#### SOURCE EXTRACT
As a result of the private placement, the Company believes it will evidence compliance with
the shareholders equity requirement for continued listing on The NASDAQ Capital Market as of the
quarter and year ended December 31, 2005. Specifically, the Company expects to report
shareholders equity of approximately $3 million as of that date, which is in excess of the $2.5
million minimum requirement set forth in NASDAQ Marketplace Rule 4320(e)(2)(B). As previously
disclosed, as of the quarter and nine month period ended September 30, 2005, the Company failed to
satisfy the $2,500,000 shareholders equity requirement for continued listing on The NASDAQ Capital
Market. The Company presented its plan to regain compliance with that requirement at a hearing
before the NASDAQ Listing Qualifications Panel on December 15, 2005. The Company has not yet
received a formal decision from the Panel as a result of the hearing and, until such time as the
Panel deems the Company in compliance with the NASDAQ listing criteria, the Company can provide no
assurances that the Panel will determine to continue the Companys listing on The NASDAQ Capital
Market.
Pursuant to the Subscription Agreement, the Company also issued warrants to purchase an
aggregate of approximately 9 million ADS to the Investors in substantially the form filed herewith as Exhibit
10.02 (the Warrants). The Warrants have an exercise price of $0.37 per share and are exercisable
from June 29, 2005 until December 29, 2010.
The Company also entered into a Registration Rights Agreement, dated December 29, 2005 and
filed herewith as Exhibit 10.03 (the Registration Rights Agreement) with the Investors, pursuant
to which the Company agreed to file a registration statement with the Securities and Exchange
Commission on or before January 15, 2006 covering the resale of (i) the ADSs issued to the
Investors upon exchange of the Preferred Stock under the Subscription Agreement and (ii) the ADSs
issuable upon exercise of the Warrants (collectively, the Registrable Securities).
The foregoing is a summary of the terms and conditions of the Subscription
Agreement, Warrants and Registration Rights Agreement and does not purport to be complete. The
foregoing is also qualified in its entirety by reference to the Subscription Agreement, form of
Warrant and Registration Rights Agreement, copies of which are filed as exhibits to this Current
Report on Form 8-K and are incorporated herein by reference.
ITEM 3.02. UNREGISTERED SALES OF EQUITY SECURITIES.

#### PROVIDED RECORDS
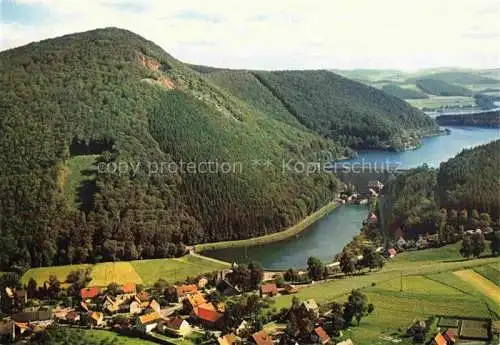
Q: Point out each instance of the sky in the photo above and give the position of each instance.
(280, 34)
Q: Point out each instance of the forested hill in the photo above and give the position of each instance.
(471, 180)
(426, 200)
(77, 107)
(338, 108)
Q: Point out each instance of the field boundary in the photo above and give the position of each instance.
(480, 283)
(275, 237)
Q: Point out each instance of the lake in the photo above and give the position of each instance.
(329, 235)
(434, 149)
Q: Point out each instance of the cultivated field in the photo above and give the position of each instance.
(42, 274)
(118, 272)
(112, 338)
(430, 288)
(480, 283)
(145, 272)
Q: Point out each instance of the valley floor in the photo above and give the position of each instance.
(413, 286)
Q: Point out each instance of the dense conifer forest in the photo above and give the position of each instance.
(403, 93)
(462, 194)
(75, 108)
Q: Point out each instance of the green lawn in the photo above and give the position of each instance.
(42, 274)
(491, 272)
(429, 288)
(275, 237)
(145, 272)
(173, 270)
(111, 338)
(76, 171)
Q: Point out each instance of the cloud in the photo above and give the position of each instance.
(286, 34)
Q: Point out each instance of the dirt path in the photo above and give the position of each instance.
(482, 284)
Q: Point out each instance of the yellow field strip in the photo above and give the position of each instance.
(481, 284)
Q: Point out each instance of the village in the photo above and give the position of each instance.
(208, 310)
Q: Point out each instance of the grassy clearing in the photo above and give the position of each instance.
(429, 288)
(450, 252)
(140, 272)
(42, 274)
(327, 291)
(278, 236)
(118, 272)
(480, 283)
(440, 101)
(175, 269)
(491, 272)
(77, 170)
(421, 298)
(111, 338)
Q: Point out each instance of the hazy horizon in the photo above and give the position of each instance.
(389, 34)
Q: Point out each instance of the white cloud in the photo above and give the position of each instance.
(289, 34)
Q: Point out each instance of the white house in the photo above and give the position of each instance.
(146, 323)
(176, 326)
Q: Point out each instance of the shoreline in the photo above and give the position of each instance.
(270, 238)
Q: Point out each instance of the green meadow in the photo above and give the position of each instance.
(413, 286)
(145, 272)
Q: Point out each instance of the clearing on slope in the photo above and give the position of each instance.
(176, 269)
(480, 283)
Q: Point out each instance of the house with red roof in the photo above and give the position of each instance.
(268, 289)
(321, 335)
(90, 292)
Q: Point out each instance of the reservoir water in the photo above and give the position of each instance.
(329, 235)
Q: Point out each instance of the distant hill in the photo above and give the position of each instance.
(452, 77)
(106, 141)
(403, 93)
(487, 119)
(440, 88)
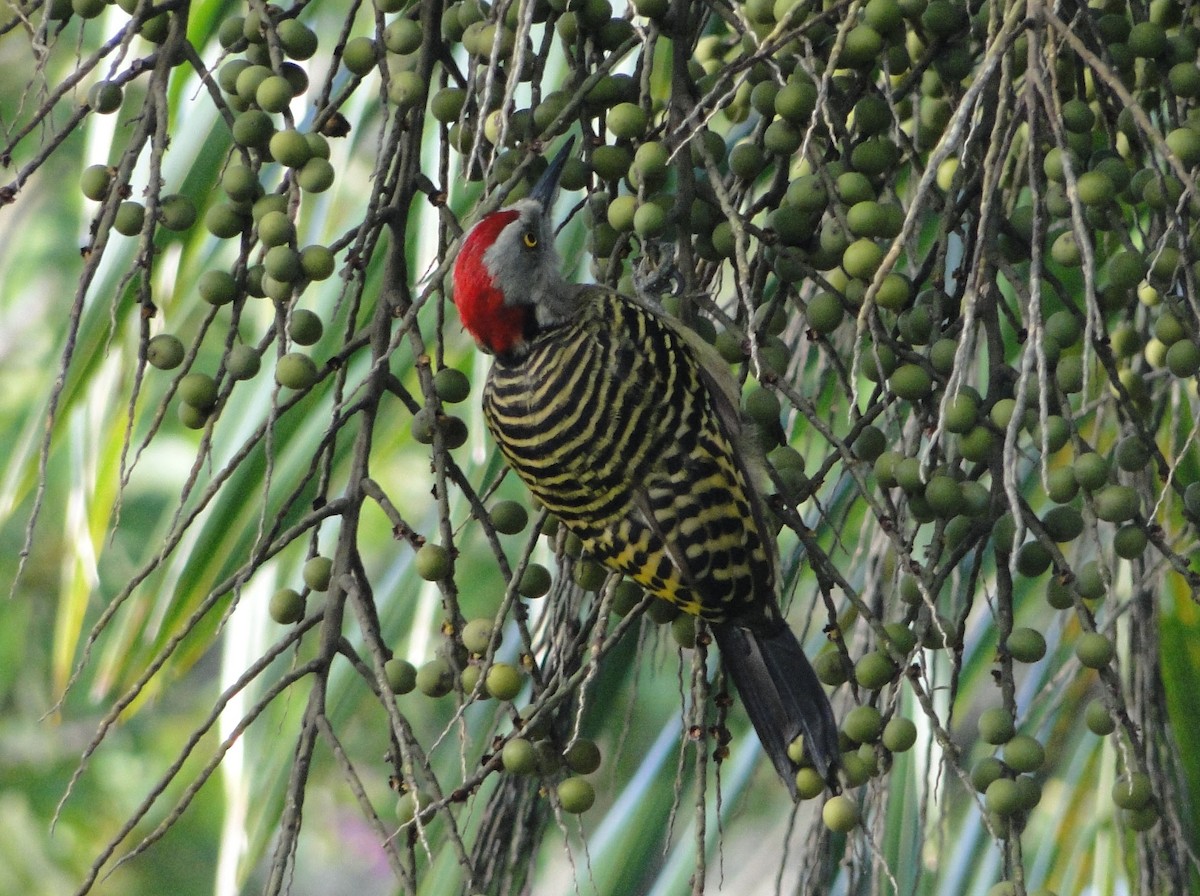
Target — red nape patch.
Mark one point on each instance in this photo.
(480, 302)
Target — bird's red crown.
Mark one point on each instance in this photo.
(496, 326)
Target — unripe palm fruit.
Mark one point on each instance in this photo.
(509, 517)
(832, 667)
(130, 217)
(289, 148)
(520, 757)
(576, 794)
(243, 362)
(298, 40)
(165, 352)
(275, 228)
(316, 176)
(435, 678)
(252, 128)
(359, 58)
(317, 262)
(1024, 753)
(504, 681)
(628, 120)
(874, 671)
(274, 94)
(477, 636)
(1002, 797)
(840, 813)
(535, 582)
(862, 258)
(1095, 650)
(582, 757)
(1026, 644)
(199, 390)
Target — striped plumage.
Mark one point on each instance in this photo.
(624, 446)
(625, 427)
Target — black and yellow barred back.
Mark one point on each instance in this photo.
(610, 424)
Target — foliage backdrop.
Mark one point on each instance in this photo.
(948, 248)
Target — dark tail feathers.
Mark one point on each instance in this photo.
(783, 697)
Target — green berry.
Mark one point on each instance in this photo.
(863, 725)
(435, 678)
(1095, 650)
(984, 771)
(317, 262)
(199, 390)
(275, 228)
(274, 94)
(289, 148)
(576, 794)
(509, 517)
(582, 757)
(520, 757)
(504, 681)
(1002, 797)
(1116, 504)
(840, 813)
(477, 636)
(282, 263)
(252, 128)
(295, 371)
(832, 667)
(316, 175)
(130, 217)
(1024, 753)
(534, 582)
(432, 561)
(809, 785)
(165, 352)
(217, 287)
(874, 671)
(1026, 644)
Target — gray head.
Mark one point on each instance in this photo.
(508, 269)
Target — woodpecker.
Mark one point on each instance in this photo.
(624, 425)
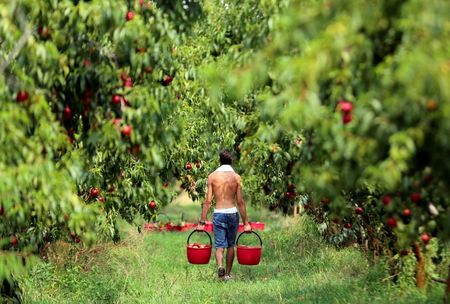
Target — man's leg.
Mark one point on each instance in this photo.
(230, 260)
(219, 256)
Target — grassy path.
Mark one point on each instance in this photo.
(297, 267)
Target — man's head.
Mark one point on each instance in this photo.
(225, 157)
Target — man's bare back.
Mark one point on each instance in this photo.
(225, 187)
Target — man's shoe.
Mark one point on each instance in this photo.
(220, 272)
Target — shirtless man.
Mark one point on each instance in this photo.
(225, 185)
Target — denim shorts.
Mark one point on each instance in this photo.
(225, 229)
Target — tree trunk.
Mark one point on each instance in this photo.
(420, 270)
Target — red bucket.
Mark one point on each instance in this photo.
(198, 253)
(209, 226)
(249, 255)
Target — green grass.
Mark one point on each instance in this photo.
(152, 268)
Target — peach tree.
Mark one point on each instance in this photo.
(353, 101)
(88, 89)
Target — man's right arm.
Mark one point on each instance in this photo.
(241, 205)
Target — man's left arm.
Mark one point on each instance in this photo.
(206, 205)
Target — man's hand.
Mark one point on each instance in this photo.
(247, 227)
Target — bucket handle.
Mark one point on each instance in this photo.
(260, 241)
(210, 241)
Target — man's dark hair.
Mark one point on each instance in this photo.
(225, 157)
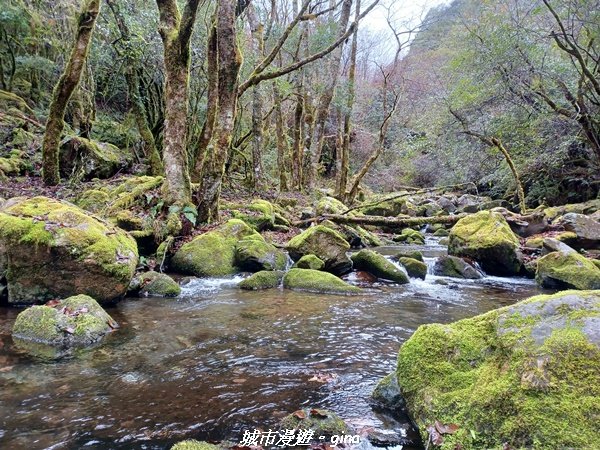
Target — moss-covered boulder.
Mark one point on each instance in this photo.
(212, 254)
(414, 267)
(410, 236)
(586, 229)
(523, 376)
(309, 262)
(566, 269)
(53, 249)
(317, 281)
(155, 284)
(322, 422)
(326, 244)
(85, 159)
(452, 266)
(254, 254)
(77, 321)
(379, 266)
(259, 214)
(486, 237)
(415, 254)
(192, 444)
(265, 279)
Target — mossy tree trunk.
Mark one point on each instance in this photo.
(176, 31)
(132, 79)
(318, 130)
(229, 62)
(63, 91)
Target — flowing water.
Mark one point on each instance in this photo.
(219, 360)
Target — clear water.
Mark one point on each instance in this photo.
(219, 360)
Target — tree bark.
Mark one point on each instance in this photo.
(138, 109)
(63, 91)
(176, 30)
(318, 131)
(229, 60)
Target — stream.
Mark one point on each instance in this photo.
(218, 360)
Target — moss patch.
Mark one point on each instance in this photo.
(527, 375)
(317, 281)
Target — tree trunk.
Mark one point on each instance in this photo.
(318, 131)
(67, 83)
(344, 157)
(176, 31)
(135, 98)
(229, 59)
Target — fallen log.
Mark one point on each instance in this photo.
(392, 222)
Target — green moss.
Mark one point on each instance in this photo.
(212, 254)
(503, 377)
(486, 238)
(379, 266)
(410, 236)
(259, 214)
(265, 279)
(317, 281)
(192, 444)
(156, 284)
(414, 268)
(309, 262)
(572, 270)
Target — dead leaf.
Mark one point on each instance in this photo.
(300, 414)
(319, 413)
(450, 428)
(434, 436)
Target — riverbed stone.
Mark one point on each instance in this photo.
(212, 254)
(309, 262)
(452, 266)
(526, 374)
(155, 284)
(326, 244)
(53, 249)
(265, 279)
(317, 281)
(486, 237)
(321, 421)
(414, 267)
(77, 321)
(586, 229)
(379, 266)
(567, 269)
(255, 254)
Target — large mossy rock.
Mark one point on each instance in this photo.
(379, 266)
(77, 321)
(586, 229)
(523, 376)
(317, 281)
(452, 266)
(254, 254)
(414, 267)
(85, 159)
(212, 254)
(486, 237)
(155, 284)
(566, 269)
(326, 244)
(265, 279)
(52, 249)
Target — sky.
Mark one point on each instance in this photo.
(404, 13)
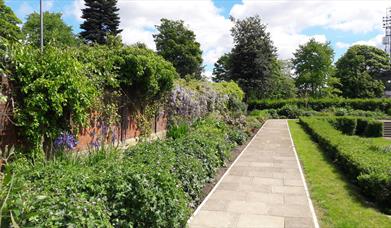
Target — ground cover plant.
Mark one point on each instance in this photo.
(338, 203)
(150, 185)
(365, 166)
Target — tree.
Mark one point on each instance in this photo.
(101, 20)
(358, 70)
(9, 23)
(222, 68)
(281, 83)
(252, 56)
(177, 44)
(54, 30)
(312, 63)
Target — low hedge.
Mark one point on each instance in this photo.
(358, 126)
(370, 169)
(150, 185)
(382, 104)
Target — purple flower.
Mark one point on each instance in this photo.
(65, 140)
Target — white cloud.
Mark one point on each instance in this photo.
(286, 19)
(138, 20)
(375, 41)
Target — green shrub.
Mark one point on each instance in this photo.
(237, 136)
(346, 124)
(289, 111)
(110, 191)
(374, 104)
(366, 167)
(374, 129)
(178, 131)
(361, 127)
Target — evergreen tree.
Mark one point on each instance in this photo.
(252, 57)
(9, 23)
(101, 20)
(359, 69)
(222, 68)
(55, 30)
(178, 44)
(313, 65)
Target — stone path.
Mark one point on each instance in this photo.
(264, 187)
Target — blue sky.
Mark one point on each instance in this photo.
(290, 23)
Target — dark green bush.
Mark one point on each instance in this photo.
(381, 104)
(177, 131)
(346, 124)
(361, 127)
(152, 185)
(289, 111)
(374, 129)
(368, 168)
(110, 191)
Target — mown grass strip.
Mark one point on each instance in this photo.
(337, 202)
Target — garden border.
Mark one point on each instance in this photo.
(222, 177)
(314, 217)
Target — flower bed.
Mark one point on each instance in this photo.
(150, 185)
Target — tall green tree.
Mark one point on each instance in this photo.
(177, 44)
(101, 19)
(281, 83)
(358, 70)
(252, 57)
(9, 23)
(313, 65)
(222, 68)
(54, 30)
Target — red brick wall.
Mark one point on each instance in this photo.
(126, 130)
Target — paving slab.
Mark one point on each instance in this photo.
(264, 187)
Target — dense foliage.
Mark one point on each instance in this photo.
(9, 28)
(177, 44)
(101, 19)
(361, 159)
(320, 104)
(51, 92)
(358, 126)
(222, 68)
(55, 31)
(252, 56)
(193, 99)
(152, 185)
(358, 70)
(312, 63)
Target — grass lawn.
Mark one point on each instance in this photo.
(336, 201)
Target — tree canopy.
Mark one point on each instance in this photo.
(54, 30)
(101, 19)
(222, 68)
(177, 44)
(9, 23)
(358, 70)
(313, 65)
(252, 56)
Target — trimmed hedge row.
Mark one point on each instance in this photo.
(382, 104)
(369, 168)
(358, 126)
(150, 185)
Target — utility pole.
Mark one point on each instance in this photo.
(41, 14)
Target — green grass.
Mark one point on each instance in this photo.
(336, 201)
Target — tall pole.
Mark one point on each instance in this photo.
(40, 11)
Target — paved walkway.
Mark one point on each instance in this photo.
(263, 188)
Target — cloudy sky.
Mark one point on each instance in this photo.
(290, 22)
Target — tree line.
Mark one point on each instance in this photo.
(252, 62)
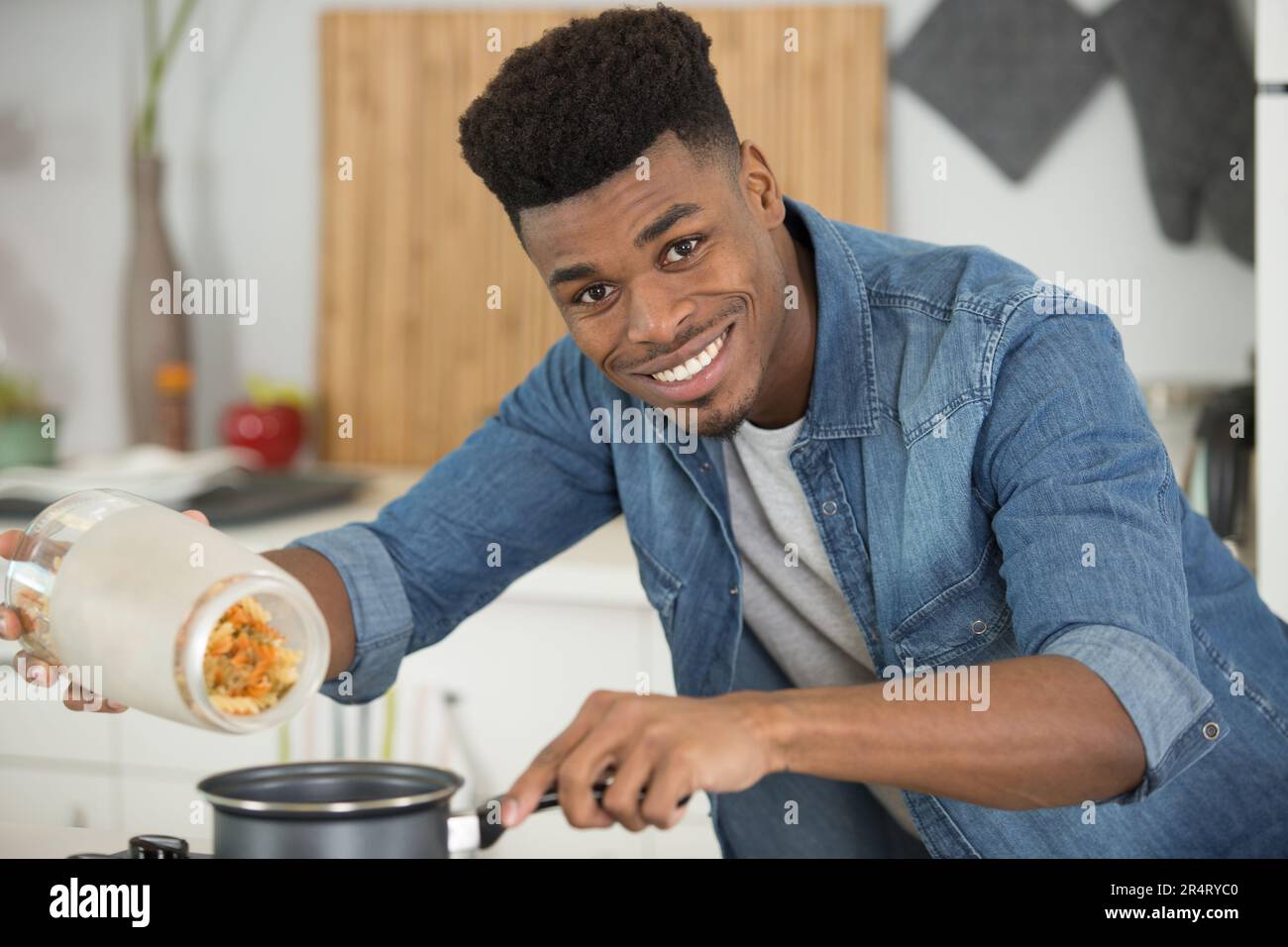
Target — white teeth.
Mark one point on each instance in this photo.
(687, 369)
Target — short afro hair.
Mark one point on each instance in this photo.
(585, 101)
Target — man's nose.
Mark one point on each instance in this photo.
(656, 317)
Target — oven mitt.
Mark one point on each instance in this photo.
(1192, 91)
(1009, 73)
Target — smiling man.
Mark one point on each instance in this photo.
(909, 458)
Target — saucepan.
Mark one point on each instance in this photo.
(349, 809)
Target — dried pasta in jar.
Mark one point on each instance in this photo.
(246, 665)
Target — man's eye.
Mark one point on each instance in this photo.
(691, 243)
(587, 298)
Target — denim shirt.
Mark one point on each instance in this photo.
(987, 483)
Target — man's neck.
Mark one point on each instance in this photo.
(785, 389)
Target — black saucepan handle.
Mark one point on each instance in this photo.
(489, 813)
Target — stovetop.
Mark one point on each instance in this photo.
(150, 847)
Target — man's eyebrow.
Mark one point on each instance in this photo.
(660, 226)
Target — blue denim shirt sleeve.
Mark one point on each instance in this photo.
(1089, 519)
(523, 487)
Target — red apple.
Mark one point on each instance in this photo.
(273, 432)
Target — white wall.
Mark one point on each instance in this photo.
(240, 129)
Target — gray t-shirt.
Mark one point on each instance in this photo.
(797, 611)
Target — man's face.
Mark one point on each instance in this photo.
(673, 285)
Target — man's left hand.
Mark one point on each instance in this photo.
(658, 750)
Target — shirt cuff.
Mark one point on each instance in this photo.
(381, 615)
(1175, 715)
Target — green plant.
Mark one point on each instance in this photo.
(159, 58)
(20, 397)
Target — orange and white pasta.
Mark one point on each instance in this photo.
(248, 667)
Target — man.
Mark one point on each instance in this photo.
(910, 457)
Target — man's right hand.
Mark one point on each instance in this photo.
(31, 667)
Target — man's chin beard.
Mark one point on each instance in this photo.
(722, 425)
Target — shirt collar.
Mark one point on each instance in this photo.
(842, 399)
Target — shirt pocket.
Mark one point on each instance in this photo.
(661, 585)
(967, 622)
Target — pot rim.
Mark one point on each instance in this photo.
(215, 793)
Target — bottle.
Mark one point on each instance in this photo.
(125, 594)
(174, 388)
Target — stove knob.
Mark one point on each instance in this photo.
(158, 847)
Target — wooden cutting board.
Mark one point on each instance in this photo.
(408, 348)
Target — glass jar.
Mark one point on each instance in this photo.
(123, 595)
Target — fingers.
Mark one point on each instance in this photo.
(544, 772)
(622, 799)
(671, 783)
(9, 540)
(43, 674)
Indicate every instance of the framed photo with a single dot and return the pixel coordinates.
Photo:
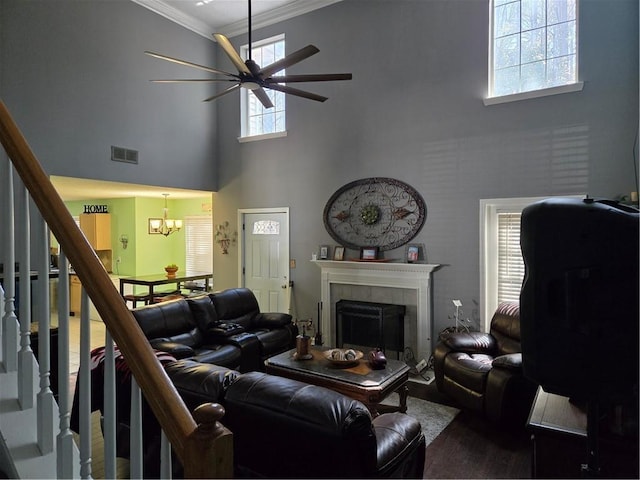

#### PROBLEM A
Revise everything from "The foregoing is" down to "OF EQUITY SECURITIES." in the filing excerpt, replacing "summary" with "description".
#### PROBLEM B
Using the filing excerpt, answer the following:
(i) What amount of shareholders equity does the Company expect to report as of December 31, 2005?
(ii) On what date did the Company present its plan at a hearing before the NASDAQ Listing Qualifications Panel?
(iii) What is the exercise price of the Warrants?
The listing bears no relation to the filing excerpt.

#### WORKED SOLUTION A
The foregoing is a description of the terms and conditions of the Subscription
Agreement, Warrants and Registration Rights Agreement and does not purport to be complete. The
foregoing is also qualified in its entirety by reference to the Subscription Agreement, form of
Warrant and Registration Rights Agreement, copies of which are filed as exhibits to this Current
Report on Form 8-K and are incorporated herein by reference.
ITEM 3.02. UNREGISTERED SALES OF EQUITY SECURITIES.

#### WORKED SOLUTION B
(i) Approximately $3 million.
(ii) December 15, 2005.
(iii) $0.37 per share.